What is being asked -> In the conference listing below, list every person named as a collaborator in a talk's joint work.

Document segment ->
__________________________________________________
2011 CMS Winter Meeting
Delta Chelsea Hotel, Toronto, December 10 - 12, 2011

Analytic Number Theory and Diophantine Approximation
Org: Cameron Stewart (Waterloo)

Cubic Binary Forms That Do Not Represent 1.  [PDF]

Let F(x , y) be an irreducible binary cubic form. It is known that the equation F(x , y) = 1 has at most finitely many solutions in integers x and y. I am going to show that for a positive proportion of binary forms F(x , y), the equation F(x , y) = 1 has no solutions in integers x and y. This is a joint work with M. Bhargava.

JASON BELL, Simon Fraser University
Towards an Effective Mordell-Lang Theorem in positive characteristic  [PDF]

The general Mordell-Lang problem is to describe the intersection of a Zariski closed subset with a finitely generated abelian subgroup of a variety endowed with a natural group structure. Many interesting Diophantine problems can be described using this framework. We consider the problem of describing the intersection of a Zariski closed subset $X$ of ${\rm GL}_d(K)$ with a finitely generated abelian subgroup $\Gamma$ of ${\rm GL}_d(K)$ when $K$ is a field of positive characteristic. We show that the set $X\cap \Gamma$ can be naturally described using the language of finite-state automata and, moreover, this description allows us to prove that the intersection can be effectively determined in this case. We discuss connections to $S$-unit equations and other Diophantine problems in positive characteristic. This is joint work with Boris Adamczewski

MICHAEL BENNETT, University of British Columbia
Twisted extensions of the cubic case of Fermat's Last Theorem  [PDF]

We classify primes $p$ for which there exist elliptic curves $E/\mathbb{Q}$ with conductor $N_E \in \{ 18p, 36p, 72p \}$ and nontrivial rational $2$-torsion, and, in consequence, show that, for ``almost all'' primes $p$, the Diophantine equation $$ x^3+y^3 = p^\alpha z^n $$ has at most finitely many solutions in coprime nonzero integers $x, y$ and $z$ and positive integers $\alpha$ and $n \geq 4$. To prove this result, we appeal to such disparate techniques as lower bounds for linear forms in $p$-adic logarithms, Schmidt's Subspace Theorem, and methods based upon Frey curves and modularity of associated Galois representations.

This is joint work with Florian Luca and Jamie Mulholland.

TIMOTHY CALEY, University of Waterloo
The Prouhet-Tarry-Escott Problem and Applications  [PDF]

The Prouhet-Tarry-Escott (PTE) problem is a classical number theoretic problem which asks for integer solutions to sums of equal powers. Solutions to the PTE problem give improved bounds for the "Easier" Waring problem, but they are difficult to find using conventional methods. We will describe how solutions can be found computationally and by connecting the problem to finding rational points on elliptic curves. We will also discuss some other applications of the problem. There will also be a statement of open questions relating to the PTE problem.
__________________________________________________
Entries shown ->
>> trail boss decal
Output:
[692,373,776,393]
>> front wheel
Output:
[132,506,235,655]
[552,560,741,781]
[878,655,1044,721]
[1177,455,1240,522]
__________________________________________________
Full response -> M. Bhargava, Boris Adamczewski, Florian Luca, Jamie Mulholland